Record set —
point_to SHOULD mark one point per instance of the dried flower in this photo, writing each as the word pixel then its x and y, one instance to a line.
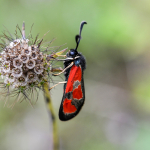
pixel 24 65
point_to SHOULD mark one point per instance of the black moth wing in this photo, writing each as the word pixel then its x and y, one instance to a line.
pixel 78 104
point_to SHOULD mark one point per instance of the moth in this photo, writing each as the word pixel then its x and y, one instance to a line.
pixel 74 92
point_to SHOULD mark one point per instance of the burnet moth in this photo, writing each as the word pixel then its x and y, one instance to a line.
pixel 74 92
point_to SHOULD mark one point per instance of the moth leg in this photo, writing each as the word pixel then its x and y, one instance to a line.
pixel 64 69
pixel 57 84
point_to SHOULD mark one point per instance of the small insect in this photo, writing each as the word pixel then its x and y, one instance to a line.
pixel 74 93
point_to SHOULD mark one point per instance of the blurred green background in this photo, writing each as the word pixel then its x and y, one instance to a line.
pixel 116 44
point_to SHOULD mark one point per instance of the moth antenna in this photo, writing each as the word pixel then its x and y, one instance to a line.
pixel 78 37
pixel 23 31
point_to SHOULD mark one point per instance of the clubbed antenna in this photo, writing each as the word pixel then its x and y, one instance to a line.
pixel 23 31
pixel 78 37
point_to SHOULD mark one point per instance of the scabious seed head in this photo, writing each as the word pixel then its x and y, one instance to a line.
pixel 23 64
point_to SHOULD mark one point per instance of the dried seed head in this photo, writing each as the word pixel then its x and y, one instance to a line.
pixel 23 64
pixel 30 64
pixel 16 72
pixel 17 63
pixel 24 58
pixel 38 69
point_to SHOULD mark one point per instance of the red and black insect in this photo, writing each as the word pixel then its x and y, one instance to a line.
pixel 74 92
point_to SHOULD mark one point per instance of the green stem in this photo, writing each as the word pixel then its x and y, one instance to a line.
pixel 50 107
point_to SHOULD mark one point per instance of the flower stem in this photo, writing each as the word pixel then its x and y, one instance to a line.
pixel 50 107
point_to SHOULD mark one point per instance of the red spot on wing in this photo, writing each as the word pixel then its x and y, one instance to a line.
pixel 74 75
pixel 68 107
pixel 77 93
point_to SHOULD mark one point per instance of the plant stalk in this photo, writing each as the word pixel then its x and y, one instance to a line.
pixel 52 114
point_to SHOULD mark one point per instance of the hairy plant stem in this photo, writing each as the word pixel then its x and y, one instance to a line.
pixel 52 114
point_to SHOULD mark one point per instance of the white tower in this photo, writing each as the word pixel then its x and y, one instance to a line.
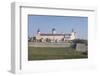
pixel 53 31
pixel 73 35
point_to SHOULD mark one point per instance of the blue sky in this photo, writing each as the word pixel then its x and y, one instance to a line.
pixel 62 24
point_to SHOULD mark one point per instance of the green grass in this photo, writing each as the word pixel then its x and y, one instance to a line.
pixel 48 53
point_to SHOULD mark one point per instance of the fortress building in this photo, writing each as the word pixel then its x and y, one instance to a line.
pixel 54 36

Your task —
Every line above has to be output exactly; the pictures must be dropped.

Answer below —
point_to SHOULD mark one point per instance of the dried flower in this photo, writing each as the word pixel then its x and y, one instance to a line.
pixel 24 65
point_to SHOULD mark one point per instance of the black moth wing in this photo, writing each as the word pixel then its x and y, one instance to a line.
pixel 78 104
point_to SHOULD mark one point per instance of the moth in this photo, writing each as the word pixel then its x and y, one instance to a line.
pixel 74 92
point_to SHOULD mark one point per instance of the burnet moth in this photo, writing each as the word pixel then its x and y, one instance to a line.
pixel 74 92
point_to SHOULD mark one point per instance of the moth leg in this photo, writing each as the word pixel then its x and y, one instance to a line.
pixel 64 69
pixel 57 84
point_to SHOULD mark one point per instance of the small insect in this photo, writing each as the word pixel then its x and y, one instance to a line.
pixel 74 93
point_to SHOULD mark one point per instance of the blurred green background in this photo, writing each as the word pixel then its x and y, one instance to a line.
pixel 116 44
point_to SHOULD mark one point per instance of the moth antenna in this photo, writing each as the word pixel then its x and y, one instance to a line.
pixel 78 37
pixel 23 31
point_to SHOULD mark one point per instance of the clubbed antenna in this photo, writing each as the word pixel then its x and y, one instance to a line.
pixel 23 31
pixel 78 37
point_to SHOULD mark one point per instance of the scabious seed head in this photo, writing each as the word pixel then its x and y, one instance to a line.
pixel 23 64
point_to SHOULD mark one point per instance of the dried seed head in this photo, writing each as the word pixel then its x and y, one instance to a line.
pixel 23 64
pixel 30 64
pixel 16 72
pixel 17 63
pixel 24 58
pixel 38 69
point_to SHOULD mark one point per instance of the red and black insect in this photo, writing each as the word pixel then its x and y, one instance to a line.
pixel 74 92
point_to SHOULD mark one point per instance of the green stem in this photo, writing each as the word pixel then its x and y, one instance to a line.
pixel 50 107
point_to SHOULD mark one point per instance of the flower stem in this photo, writing each as the word pixel then its x and y, one instance to a line.
pixel 50 107
point_to SHOULD mark one point per instance of the red spot on wing in this photo, writing each as the word pixel then its x and y, one instance to a line.
pixel 74 75
pixel 68 107
pixel 77 93
point_to SHOULD mark one point per instance of the plant stalk in this photo, writing each as the word pixel then its x and y, one instance to a line.
pixel 52 114
point_to SHOULD mark one point per instance of the hairy plant stem in this photo, writing each as the word pixel then its x and y, one instance to a line.
pixel 52 114
point_to SHOULD mark one point per instance of the white tower in this photo, writing each as the word pixel then its x and y, one instance to a line.
pixel 53 31
pixel 73 35
point_to SHOULD mark one point per instance of the blue sky in this photo, writing each as the word pixel then its x and y, one instance to a line.
pixel 62 24
point_to SHOULD mark one point per instance of the green grass in this photo, writing each as the word pixel then its x and y, one instance to a line.
pixel 48 53
point_to SHOULD mark one point per instance of the fortress building in this photo, writing each as the word pixel then its x and y, one instance to a line.
pixel 54 36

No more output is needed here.